Print out each entry without alteration, and keep the pictures out.

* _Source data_
_ _ _ _ _ _ _

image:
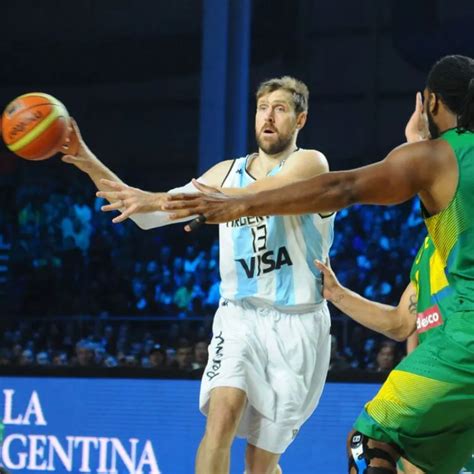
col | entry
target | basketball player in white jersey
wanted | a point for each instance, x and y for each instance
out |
(269, 354)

_ _ _ _ _ _ _

* _Task answer_
image:
col | entry
target | basketball player in white jersey
wanted | a point for each instance, x and y for each instance
out |
(269, 354)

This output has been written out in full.